◆ Texte d'étude ◆
******

Almamy Kanouté était venu dénoncer « Exhibit B », la performance qui met en scène des noirs en cage. A l’intérieur du théâtre, la police lui aurait donné plusieurs coups de matraque, il a déposé plainte.
Jeudi 27 novembre, nous étions plus d’une centaine à manifester devant le théâtre Gérard Philippe de Saint-Denis pour dénoncer « Exhibit B ». Cette performance, qui revendique dénoncer l’esclavage, montre des noirs en cage. Même si l’idée de départ était louable, le résultat est raciste et insultant. Ce soir-là, nous souhaitions empêcher pacifiquement cette performance. Sauf que ça c’est terminé dans la violence… contre nous. Mon ami Farid et moi-même avons reçu de nombreux coups de matraques.

******

Données enregistrées
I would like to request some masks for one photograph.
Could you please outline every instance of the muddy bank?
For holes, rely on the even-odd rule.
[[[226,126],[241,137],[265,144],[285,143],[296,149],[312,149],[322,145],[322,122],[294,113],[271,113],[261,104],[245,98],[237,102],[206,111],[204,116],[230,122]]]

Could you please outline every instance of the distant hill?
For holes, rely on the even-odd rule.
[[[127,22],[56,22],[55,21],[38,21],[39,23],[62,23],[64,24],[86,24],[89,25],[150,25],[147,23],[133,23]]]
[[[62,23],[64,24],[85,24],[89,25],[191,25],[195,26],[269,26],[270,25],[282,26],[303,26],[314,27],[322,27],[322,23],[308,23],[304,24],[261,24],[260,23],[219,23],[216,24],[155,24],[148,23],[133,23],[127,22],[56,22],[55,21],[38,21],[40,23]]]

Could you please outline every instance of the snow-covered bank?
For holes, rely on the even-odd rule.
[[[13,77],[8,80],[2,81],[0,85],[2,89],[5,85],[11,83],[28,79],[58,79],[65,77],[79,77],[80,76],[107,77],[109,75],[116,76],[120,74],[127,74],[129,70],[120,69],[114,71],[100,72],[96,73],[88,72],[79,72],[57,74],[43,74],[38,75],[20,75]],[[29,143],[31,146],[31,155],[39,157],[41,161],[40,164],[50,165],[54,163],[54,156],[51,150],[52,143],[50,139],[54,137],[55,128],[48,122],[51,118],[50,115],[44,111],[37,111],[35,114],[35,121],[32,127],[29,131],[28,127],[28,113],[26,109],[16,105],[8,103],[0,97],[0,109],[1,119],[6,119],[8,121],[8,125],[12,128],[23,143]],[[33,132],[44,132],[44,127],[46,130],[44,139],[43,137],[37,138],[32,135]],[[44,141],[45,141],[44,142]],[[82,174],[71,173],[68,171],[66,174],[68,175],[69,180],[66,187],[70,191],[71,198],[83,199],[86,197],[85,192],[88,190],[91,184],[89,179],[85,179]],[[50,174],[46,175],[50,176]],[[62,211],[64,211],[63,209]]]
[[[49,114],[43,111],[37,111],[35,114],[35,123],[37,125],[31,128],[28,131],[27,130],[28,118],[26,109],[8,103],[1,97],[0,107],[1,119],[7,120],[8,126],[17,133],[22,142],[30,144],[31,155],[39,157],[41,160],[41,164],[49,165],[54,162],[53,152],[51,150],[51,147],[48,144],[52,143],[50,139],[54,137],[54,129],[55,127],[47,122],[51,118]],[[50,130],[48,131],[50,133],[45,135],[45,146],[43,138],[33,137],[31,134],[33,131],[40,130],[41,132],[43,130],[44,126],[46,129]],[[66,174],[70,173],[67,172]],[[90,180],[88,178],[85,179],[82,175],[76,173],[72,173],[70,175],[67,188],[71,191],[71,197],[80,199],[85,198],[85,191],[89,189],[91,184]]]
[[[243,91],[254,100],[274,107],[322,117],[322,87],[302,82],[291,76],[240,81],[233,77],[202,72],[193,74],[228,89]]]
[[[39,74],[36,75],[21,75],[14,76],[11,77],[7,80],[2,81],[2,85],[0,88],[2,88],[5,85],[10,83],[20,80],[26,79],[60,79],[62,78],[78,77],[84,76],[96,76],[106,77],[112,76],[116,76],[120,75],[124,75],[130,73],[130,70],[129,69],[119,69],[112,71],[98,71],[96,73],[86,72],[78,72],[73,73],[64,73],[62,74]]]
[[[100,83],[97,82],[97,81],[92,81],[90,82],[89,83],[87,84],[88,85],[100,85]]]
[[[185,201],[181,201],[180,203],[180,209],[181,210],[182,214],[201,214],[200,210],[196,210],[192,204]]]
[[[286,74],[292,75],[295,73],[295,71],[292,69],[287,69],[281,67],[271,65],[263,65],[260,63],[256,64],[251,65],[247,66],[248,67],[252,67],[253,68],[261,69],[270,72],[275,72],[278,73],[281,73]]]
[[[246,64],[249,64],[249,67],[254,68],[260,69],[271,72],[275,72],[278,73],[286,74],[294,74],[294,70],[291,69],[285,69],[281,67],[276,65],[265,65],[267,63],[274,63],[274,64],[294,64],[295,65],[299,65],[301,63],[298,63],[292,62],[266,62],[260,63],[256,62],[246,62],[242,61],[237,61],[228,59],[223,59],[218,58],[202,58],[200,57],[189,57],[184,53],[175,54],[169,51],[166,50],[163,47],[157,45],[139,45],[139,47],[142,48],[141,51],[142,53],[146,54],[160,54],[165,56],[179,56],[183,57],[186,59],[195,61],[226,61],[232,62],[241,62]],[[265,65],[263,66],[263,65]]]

******

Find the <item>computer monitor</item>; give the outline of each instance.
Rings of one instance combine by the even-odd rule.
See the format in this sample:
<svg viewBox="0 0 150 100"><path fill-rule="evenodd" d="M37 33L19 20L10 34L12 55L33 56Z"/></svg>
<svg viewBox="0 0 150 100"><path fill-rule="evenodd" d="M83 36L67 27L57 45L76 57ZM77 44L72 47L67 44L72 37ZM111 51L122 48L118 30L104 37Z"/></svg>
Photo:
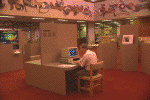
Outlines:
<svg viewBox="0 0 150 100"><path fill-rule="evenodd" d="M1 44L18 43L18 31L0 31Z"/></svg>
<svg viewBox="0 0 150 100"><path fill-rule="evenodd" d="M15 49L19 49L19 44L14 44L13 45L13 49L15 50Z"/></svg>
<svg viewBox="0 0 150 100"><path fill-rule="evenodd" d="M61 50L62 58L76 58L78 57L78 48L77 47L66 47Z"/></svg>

******

◆ Travail à faire ◆
• a. Transcrivez fidèlement le passage du texte sur « Exhibit B » qui va des mots «Almamy Kanouté était» jusqu'aux mots «a déposé plainte.».
• b. Répondez aux questions suivantes d'après le texte sur « Exhibit B ».
(i) Devant quel théâtre la manifestation a-t-elle eu lieu ?
(ii) À quelle date s'est-elle déroulée ?
(iii) Quelle démarche Almamy Kanouté a-t-il entreprise ?

◆ Réponses attendues ◆
• a.
Almamy Kanouté était venu dénoncer « Exhibit B », la performance qui met en scène des noirs en cage. A l’intérieur du théâtre, la police lui aurait donné plusieurs coups de matraque, il a déposé plainte.

• b.
(i) Devant le théâtre Gérard Philippe de Saint-Denis.
(ii) Le jeudi 27 novembre.
(iii) Il a déposé plainte.